MATERIAL SHOWN below:

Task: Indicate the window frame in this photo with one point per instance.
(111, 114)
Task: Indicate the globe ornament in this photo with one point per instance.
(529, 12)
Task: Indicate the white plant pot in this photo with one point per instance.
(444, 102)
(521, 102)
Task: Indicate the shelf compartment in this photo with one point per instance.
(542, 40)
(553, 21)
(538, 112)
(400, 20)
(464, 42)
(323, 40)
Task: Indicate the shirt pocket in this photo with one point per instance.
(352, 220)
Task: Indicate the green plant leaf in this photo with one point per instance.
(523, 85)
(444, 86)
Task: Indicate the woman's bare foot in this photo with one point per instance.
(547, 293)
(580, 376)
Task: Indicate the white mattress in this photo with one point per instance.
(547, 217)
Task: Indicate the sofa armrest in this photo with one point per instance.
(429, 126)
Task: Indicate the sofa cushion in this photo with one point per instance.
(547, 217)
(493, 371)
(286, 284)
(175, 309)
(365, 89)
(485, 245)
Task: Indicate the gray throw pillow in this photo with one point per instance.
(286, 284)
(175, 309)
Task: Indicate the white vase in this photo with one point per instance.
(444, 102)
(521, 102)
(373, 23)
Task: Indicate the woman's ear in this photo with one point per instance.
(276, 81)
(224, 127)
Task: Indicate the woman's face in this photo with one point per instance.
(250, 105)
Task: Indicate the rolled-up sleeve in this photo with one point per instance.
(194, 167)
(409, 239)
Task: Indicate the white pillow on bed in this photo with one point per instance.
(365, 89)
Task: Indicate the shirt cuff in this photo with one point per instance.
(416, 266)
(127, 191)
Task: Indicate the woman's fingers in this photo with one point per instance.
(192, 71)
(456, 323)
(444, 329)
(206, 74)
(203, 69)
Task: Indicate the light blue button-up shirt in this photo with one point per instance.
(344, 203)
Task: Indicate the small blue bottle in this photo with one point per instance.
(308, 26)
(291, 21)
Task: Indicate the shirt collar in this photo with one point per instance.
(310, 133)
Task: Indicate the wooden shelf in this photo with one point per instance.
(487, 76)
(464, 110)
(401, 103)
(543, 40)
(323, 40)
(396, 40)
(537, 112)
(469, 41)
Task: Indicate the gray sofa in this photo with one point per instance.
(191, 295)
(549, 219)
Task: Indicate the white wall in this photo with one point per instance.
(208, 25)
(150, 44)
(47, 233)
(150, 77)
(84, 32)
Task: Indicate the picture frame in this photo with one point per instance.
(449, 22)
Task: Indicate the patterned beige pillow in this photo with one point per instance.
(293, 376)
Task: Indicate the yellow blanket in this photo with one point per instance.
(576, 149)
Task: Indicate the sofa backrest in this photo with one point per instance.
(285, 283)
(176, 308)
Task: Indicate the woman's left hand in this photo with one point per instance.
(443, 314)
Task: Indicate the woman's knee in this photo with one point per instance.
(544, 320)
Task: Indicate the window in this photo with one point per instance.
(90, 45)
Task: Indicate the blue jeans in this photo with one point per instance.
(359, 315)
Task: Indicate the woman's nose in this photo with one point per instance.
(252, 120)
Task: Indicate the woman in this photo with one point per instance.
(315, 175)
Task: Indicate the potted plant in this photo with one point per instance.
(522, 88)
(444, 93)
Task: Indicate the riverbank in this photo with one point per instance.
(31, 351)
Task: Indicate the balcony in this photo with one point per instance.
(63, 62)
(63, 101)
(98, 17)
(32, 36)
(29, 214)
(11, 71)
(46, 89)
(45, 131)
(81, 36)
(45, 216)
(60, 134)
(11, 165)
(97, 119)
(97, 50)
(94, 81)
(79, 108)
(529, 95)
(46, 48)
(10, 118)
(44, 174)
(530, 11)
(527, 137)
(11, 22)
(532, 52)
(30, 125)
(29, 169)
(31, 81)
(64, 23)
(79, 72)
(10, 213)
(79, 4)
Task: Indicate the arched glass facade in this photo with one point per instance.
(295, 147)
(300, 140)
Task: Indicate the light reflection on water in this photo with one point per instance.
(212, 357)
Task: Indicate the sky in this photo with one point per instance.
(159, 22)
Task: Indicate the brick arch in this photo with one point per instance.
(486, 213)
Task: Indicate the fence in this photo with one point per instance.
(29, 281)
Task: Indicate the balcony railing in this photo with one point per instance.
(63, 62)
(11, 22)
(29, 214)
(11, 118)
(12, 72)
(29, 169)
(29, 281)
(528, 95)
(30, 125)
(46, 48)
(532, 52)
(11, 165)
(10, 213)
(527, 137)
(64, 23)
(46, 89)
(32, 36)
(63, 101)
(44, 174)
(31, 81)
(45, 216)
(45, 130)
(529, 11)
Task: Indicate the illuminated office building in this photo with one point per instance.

End of MATERIAL SHOWN.
MATERIAL SHOWN below:

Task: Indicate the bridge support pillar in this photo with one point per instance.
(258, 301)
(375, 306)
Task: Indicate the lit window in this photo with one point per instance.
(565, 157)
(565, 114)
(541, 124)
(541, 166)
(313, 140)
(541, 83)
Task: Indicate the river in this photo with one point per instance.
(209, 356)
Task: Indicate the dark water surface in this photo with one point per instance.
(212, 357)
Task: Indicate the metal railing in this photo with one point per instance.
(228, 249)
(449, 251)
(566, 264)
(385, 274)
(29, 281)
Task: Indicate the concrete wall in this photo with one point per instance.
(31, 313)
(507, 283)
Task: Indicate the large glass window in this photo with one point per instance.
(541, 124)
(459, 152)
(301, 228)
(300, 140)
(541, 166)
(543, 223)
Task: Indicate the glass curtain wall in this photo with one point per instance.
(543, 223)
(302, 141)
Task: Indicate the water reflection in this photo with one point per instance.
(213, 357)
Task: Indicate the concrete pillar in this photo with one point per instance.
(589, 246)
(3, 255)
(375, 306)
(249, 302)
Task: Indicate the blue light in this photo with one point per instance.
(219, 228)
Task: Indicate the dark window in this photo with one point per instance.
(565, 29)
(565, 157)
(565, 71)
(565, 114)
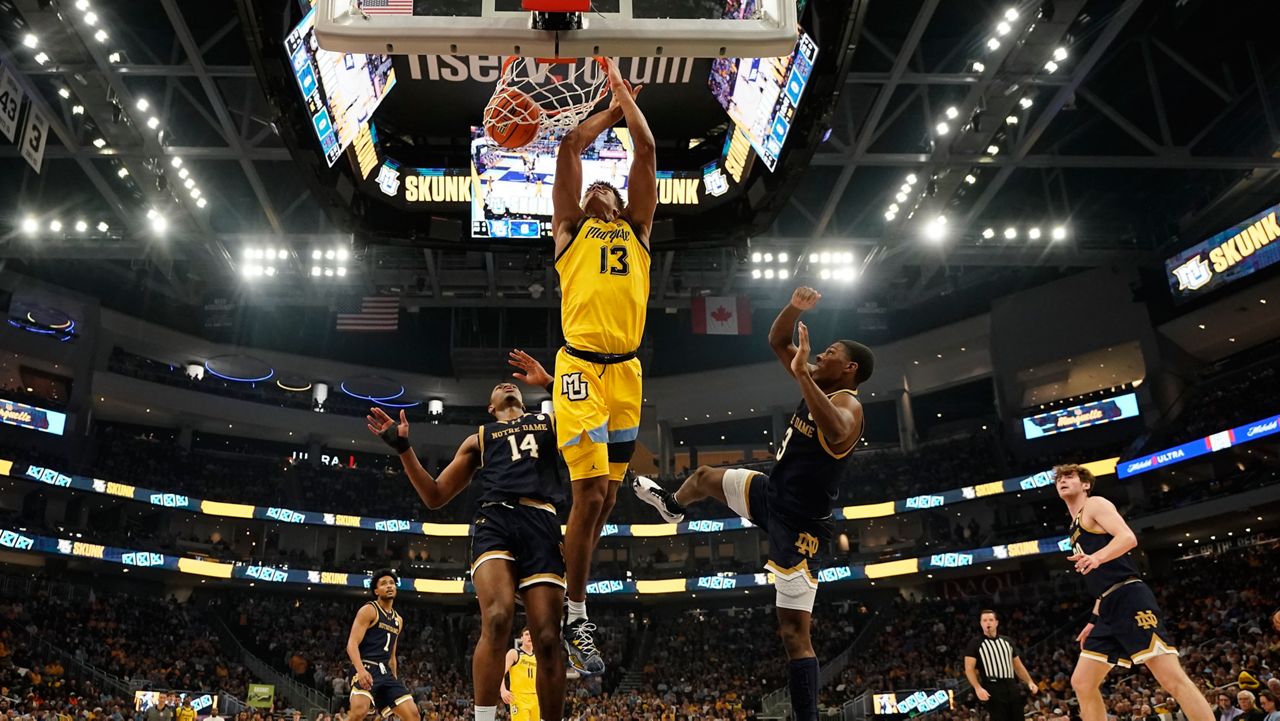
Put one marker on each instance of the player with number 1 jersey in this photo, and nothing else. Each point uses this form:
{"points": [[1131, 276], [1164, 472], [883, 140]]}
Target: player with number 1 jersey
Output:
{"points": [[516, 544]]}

End of MATERIAL SHOWN.

WHAT YOU ARE ASKED TO DO
The expected answer is each line of the records above that includes the string "player".

WRITTEN SOLUTION
Put one marker on each instance of the player with number 1 jersey in this photo, and nothing else. Each point uses this form:
Target: player with number 1 jersey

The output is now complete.